- _Exercise brief_: Please rewrite the material below, changing "tile above" to "image above" and keeping everything else the same. Leave the pictures out of your answer.

━━━ Data extract

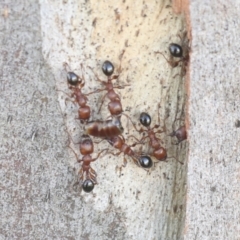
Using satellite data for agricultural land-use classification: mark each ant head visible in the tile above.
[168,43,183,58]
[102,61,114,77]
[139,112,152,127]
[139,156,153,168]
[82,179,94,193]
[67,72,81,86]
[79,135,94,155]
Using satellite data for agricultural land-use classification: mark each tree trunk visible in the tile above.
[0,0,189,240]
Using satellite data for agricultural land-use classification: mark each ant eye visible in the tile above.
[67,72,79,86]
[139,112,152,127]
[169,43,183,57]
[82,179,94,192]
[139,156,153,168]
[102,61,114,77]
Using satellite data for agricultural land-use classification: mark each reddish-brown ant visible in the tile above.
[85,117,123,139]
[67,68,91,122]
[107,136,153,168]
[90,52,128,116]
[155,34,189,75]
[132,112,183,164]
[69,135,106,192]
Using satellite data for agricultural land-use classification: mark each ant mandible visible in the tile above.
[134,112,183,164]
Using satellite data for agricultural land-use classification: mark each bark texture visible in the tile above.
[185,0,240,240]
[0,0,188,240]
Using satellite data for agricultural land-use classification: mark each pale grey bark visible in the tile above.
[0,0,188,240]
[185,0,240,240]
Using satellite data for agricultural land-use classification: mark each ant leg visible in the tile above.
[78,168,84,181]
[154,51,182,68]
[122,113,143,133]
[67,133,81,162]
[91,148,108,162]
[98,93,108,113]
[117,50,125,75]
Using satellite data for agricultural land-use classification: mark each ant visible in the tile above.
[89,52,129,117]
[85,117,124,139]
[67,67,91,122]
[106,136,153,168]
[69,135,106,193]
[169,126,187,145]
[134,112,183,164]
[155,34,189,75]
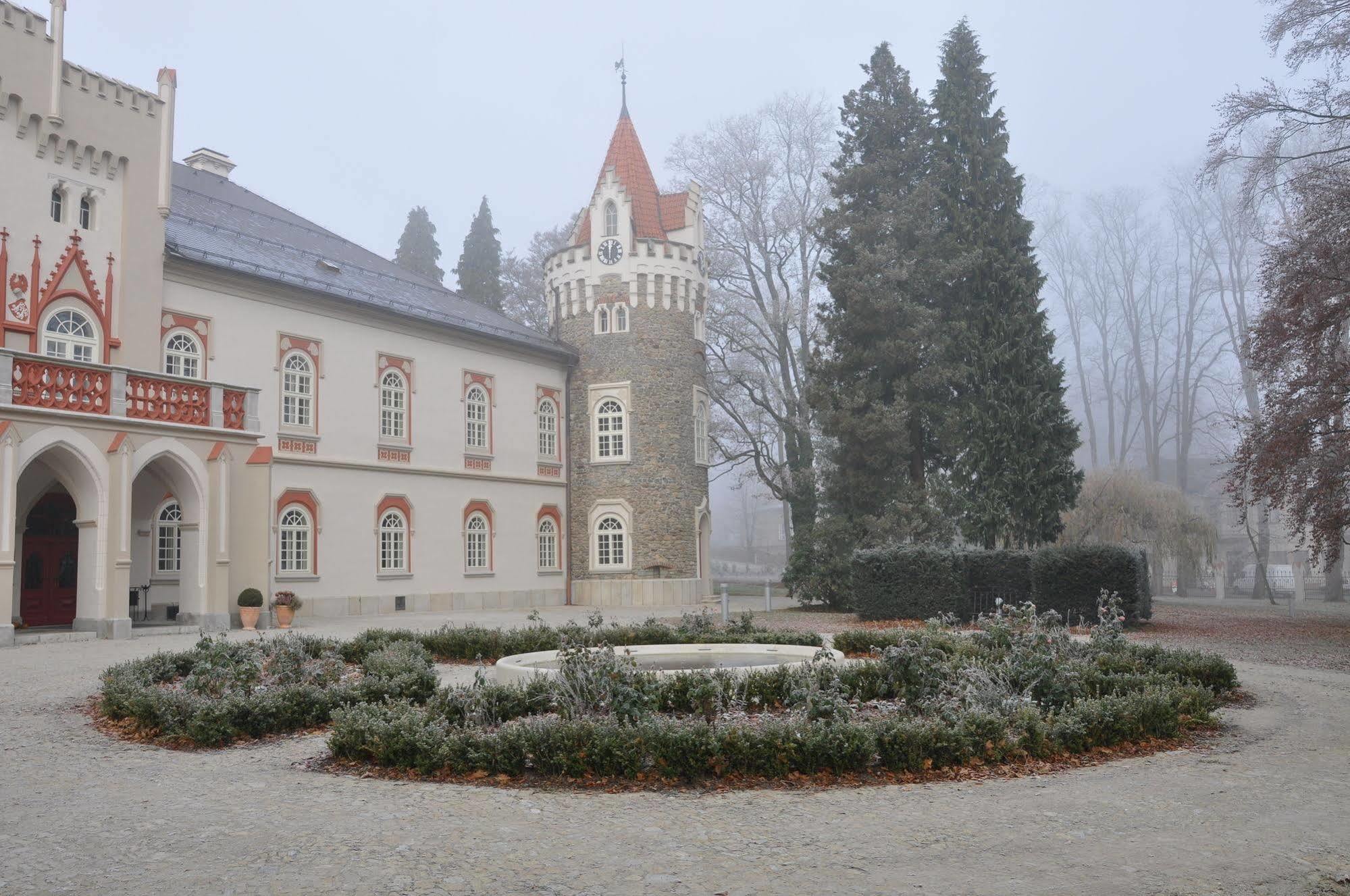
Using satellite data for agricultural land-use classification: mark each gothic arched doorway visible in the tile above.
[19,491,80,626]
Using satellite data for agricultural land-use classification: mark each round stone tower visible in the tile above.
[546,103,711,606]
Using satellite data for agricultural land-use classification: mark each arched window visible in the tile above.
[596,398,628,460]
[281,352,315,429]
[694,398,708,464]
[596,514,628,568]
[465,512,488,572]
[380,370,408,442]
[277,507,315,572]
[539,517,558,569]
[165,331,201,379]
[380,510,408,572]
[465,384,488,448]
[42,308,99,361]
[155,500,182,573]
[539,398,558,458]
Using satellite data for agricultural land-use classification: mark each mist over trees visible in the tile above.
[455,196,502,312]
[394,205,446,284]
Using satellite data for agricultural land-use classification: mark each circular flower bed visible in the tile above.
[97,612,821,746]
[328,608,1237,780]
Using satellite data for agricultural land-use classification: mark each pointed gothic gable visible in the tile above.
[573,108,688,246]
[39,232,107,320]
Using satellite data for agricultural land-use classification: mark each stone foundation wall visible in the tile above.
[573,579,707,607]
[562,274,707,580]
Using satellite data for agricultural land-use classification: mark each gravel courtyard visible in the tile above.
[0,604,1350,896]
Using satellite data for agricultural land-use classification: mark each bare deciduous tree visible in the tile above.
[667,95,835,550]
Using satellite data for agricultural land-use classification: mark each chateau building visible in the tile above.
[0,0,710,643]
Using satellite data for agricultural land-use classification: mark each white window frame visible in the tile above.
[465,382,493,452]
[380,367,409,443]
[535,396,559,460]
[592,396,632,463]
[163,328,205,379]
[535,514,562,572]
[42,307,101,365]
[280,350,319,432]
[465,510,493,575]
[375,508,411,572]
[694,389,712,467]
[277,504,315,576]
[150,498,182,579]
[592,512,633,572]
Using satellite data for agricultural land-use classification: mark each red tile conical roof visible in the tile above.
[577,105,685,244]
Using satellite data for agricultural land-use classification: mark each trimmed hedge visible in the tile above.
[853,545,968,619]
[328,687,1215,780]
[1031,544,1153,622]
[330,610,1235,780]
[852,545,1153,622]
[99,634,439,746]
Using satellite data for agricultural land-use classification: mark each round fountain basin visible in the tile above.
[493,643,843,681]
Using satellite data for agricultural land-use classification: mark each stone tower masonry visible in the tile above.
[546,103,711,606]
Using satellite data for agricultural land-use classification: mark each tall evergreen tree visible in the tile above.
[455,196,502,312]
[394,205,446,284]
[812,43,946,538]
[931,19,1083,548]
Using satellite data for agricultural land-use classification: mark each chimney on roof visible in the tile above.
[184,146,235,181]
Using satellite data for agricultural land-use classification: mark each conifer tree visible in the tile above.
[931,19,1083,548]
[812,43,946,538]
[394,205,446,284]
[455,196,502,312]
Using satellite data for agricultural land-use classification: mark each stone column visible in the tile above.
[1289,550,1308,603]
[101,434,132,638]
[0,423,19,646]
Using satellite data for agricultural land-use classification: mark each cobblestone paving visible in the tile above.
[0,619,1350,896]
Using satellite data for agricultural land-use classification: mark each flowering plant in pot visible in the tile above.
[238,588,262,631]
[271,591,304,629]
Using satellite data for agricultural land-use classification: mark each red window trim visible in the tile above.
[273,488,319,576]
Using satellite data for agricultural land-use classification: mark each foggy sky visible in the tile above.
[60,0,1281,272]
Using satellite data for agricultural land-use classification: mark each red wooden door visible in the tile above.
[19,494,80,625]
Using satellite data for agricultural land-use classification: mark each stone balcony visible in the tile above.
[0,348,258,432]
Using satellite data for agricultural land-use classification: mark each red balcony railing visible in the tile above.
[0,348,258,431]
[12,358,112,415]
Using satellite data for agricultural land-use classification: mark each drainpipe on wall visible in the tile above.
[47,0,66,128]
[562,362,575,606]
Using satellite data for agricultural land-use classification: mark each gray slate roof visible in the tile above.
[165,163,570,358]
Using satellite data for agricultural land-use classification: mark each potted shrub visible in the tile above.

━━━━━━

- _Finished exercise_:
Using satellite data for agricultural land-use classification: mark each ant head visible in the image above.
[168,43,183,58]
[102,61,114,77]
[139,112,152,127]
[139,156,153,168]
[82,179,94,193]
[67,72,81,86]
[79,135,94,155]
Using satellite data for agricultural land-use classification: mark each tree trunk visible in the image above.
[0,0,189,240]
Using satellite data for agricultural land-use classification: mark each ant eye visible in the image above.
[67,72,79,86]
[139,112,152,127]
[169,43,183,57]
[82,179,94,192]
[139,156,153,168]
[102,61,114,77]
Using satellite data for agricultural land-use classification: mark each reddish-brown ant visible in the image above.
[85,117,123,139]
[67,68,91,122]
[107,136,153,168]
[90,52,128,116]
[155,34,189,75]
[132,112,183,164]
[69,135,106,192]
Using satellite data for agricultural land-use classification: mark each ant mandible visible in the image above.
[134,112,183,164]
Using satellite data for agricultural land-use classification: mark each bark texture visible in the image above.
[185,0,240,240]
[0,0,188,240]
Using satellite data for agricultural land-use classification: mark each pale grey bark visible in the image above.
[0,0,188,240]
[185,0,240,240]
Using satellite data for agricultural land-use classification: mark each ant leg visible in the image above.
[78,168,84,181]
[154,51,182,68]
[122,113,143,133]
[67,133,81,162]
[91,148,108,162]
[98,93,108,113]
[117,50,125,75]
Using satellite data for agricultural land-use classification: mark each ant visible in the image above.
[89,52,129,117]
[85,117,124,139]
[67,67,91,122]
[106,136,153,168]
[69,135,106,193]
[169,126,187,145]
[134,112,183,164]
[155,34,189,75]
Using satellite data for agricultural land-use classification: mark each gothic arched doorway visible in the image above.
[19,491,80,626]
Using satellite data for agricultural land-use classification: mark each round stone tower visible in the image above.
[546,103,711,606]
Using satellite data for agricultural land-use classification: mark each arched window visible in the image above.
[596,398,628,460]
[281,352,315,429]
[694,398,708,464]
[596,514,628,568]
[465,512,488,572]
[380,370,408,442]
[277,507,315,572]
[539,517,558,569]
[165,331,201,379]
[380,510,408,572]
[465,384,488,448]
[42,308,99,361]
[155,500,182,573]
[539,398,558,458]
Using satellite data for agricultural land-use classification: mark each mist over trees visible in the image above.
[455,196,502,312]
[394,205,446,284]
Using satellite data for agricultural land-use classification: mark each circular flower bed visible in the image above.
[97,612,821,746]
[328,608,1237,780]
Using satellite data for agricultural land-use classification: mark each pointed gothic gable visible in the image above.
[573,108,688,246]
[39,232,107,320]
Using satellite data for agricultural land-use classification: mark each stone foundation wall visible in the image above.
[573,579,707,607]
[562,274,707,580]
Using satellite data for agricultural land-use classification: mark each gravel courtyard visible in the image above.
[0,604,1350,896]
Using satellite data for agricultural land-use classification: mark each bare deciduous tree visible in the image above.
[667,95,835,550]
Using satellite data for agricultural land-use classification: mark each chateau building visible in the image above.
[0,0,710,643]
Using satellite data for agricultural land-use classification: mark each white window frame visible in the image above.
[465,382,493,452]
[380,367,409,443]
[535,396,559,460]
[592,396,632,463]
[163,328,205,379]
[535,514,562,572]
[42,307,101,365]
[280,350,319,432]
[465,510,493,575]
[375,508,411,572]
[694,389,712,467]
[277,504,315,576]
[150,498,182,579]
[592,512,633,572]
Using satellite data for agricultural land-use classification: mark each red tile conical roof visible in the image above.
[577,105,685,244]
Using satellite data for agricultural land-use classification: mark each trimmed hedge visible in the image above.
[853,545,968,619]
[328,687,1215,780]
[1031,544,1153,622]
[330,610,1235,780]
[852,545,1153,622]
[99,634,439,746]
Using satellite data for agricultural land-use classification: mark each round fountain basin visible in the image above.
[493,643,843,681]
Using satellite data for agricultural land-use classification: mark each stone tower masonry visible in the image above.
[546,103,711,606]
Using satellite data for agricultural land-use classification: mark each tall evergreen tree visible in the image above.
[455,196,502,312]
[394,205,446,284]
[812,43,946,538]
[931,19,1083,548]
Using satellite data for agricultural land-use classification: mark each chimney on roof visible in the image above.
[184,146,235,181]
Using satellite data for agricultural land-use classification: mark each conifer tree visible in the image above.
[931,19,1083,548]
[812,43,946,538]
[394,205,446,284]
[455,196,502,312]
Using satellite data for agricultural land-use classification: mark each stone column visible in the image above.
[1289,550,1308,603]
[101,434,132,638]
[0,423,19,646]
Using satellite data for agricultural land-use classification: mark each cobblestone paving visible in the image above.
[0,619,1350,896]
Using satellite data for agricultural land-use classification: mark each flowering plant in pot visible in the image above.
[238,588,262,631]
[271,591,304,629]
Using satellite data for agricultural land-use classification: mark each red window trim visible in the image above.
[273,488,319,576]
Using satellite data for agricultural land-use classification: mark each foggy sky visible in the image above.
[60,0,1281,272]
Using satellite data for agricultural land-use classification: mark each red wooden door visible in the image above.
[19,494,80,625]
Using satellite data for agricultural land-use classification: mark each stone balcony visible in the image above.
[0,348,258,432]
Using satellite data for agricultural land-use classification: mark each red balcony railing visible in the image above.
[0,348,258,431]
[12,358,112,415]
Using satellite data for agricultural land-use classification: mark each drainpipe on wall visible in the image above.
[47,0,66,128]
[562,362,575,606]
Using satellite data for agricultural land-use classification: mark each gray slate roof visible in the image above.
[165,163,570,358]
Using satellite data for agricultural land-use classification: mark each potted shrub visible in the image above.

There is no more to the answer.